PROBLEMS AND TASKS:
• A. Reproduce the pandas post between "6. to remove" and "df.to_csv(‘path/file.csv’)", inclusive.
• B. Translate this sentence from the pandas post into Spanish: "To remove specific columns, first view the available columns in the data frame then call only needed columns."
• C. Decide whether each statement agrees with the pandas post, answering yes or no and quoting the deciding words: (i) Pandas gives Python functionality like that of R. (ii) The post saves data frames as CSV with to_csv. (iii) The post is dated in 2014.

DOCUMENT SEGMENT:
——————

Nishadh KA

Python for data frame editing using pandas

2013-10-16


Pandas is a library for a data frame manipulation and analysis; it gives the ability to python as R like functionality. It is for converting a CSV file into the form to import into istsos as a tutorial sensor observations. The steps are as follows

  1. remove the unwanted column in csv file
  2. filter each station’s readings
  3. remove duplicates
  4. convert the date and time format into ISO standards as demo data

  5. to read csv

    import pandas  df = readcsv(‘the path/CBETNAU.csv’)

  6. to remove duplicates

    STPT_ND= df.drop_duplicates(‘column heading’)
    
  7. To remove specific columns, first view the available columns in the data frame then call only needed columns.

    df=pa.DataFrame(df,columns=[‘needed column 1’,’needed column 2’, etc])
    
  8. To save the data frames as csv

    df.to_csv(‘path/file.csv’)
    
  9. To select rows with specific entry 

    df1 = df[df.columnname == “row entry”]
    
  10. To work with the date and time format of the istsos. Based on the answer

    dateS = "28-08-2013 09:00"

——————

THE DATA:
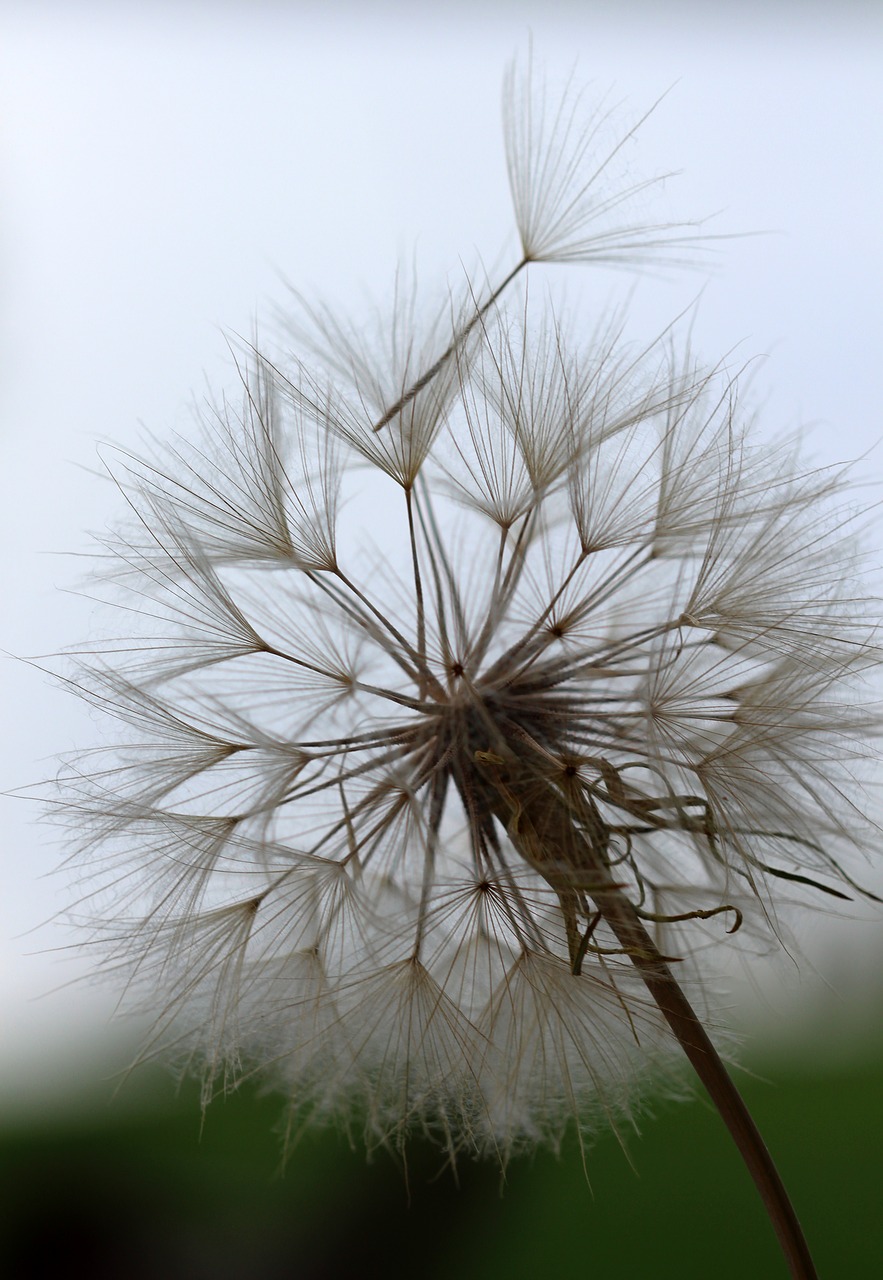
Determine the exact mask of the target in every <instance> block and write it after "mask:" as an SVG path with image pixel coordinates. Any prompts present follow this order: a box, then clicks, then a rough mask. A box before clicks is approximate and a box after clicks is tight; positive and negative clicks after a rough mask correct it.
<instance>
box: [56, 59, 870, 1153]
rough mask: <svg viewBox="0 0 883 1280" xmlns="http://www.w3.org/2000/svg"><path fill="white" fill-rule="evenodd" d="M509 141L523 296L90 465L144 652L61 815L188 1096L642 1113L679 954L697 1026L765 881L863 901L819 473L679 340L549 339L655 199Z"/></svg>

——————

TASK ANSWERS:
• A.
6. to remove duplicates

    STPT_ND= df.drop_duplicates(‘column heading’)
    
  7. To remove specific columns, first view the available columns in the data frame then call only needed columns.

    df=pa.DataFrame(df,columns=[‘needed column 1’,’needed column 2’, etc])
    
  8. To save the data frames as csv

    df.to_csv(‘path/file.csv’)

• B. Para eliminar columnas específicas, primero vea las columnas disponibles en el data frame y luego llame solo a las columnas necesarias.

• C.
(i) Yes: "it gives the ability to python as R like functionality"
(ii) Yes: "df.to_csv(‘path/file.csv’)"
(iii) No: "2013-10-16"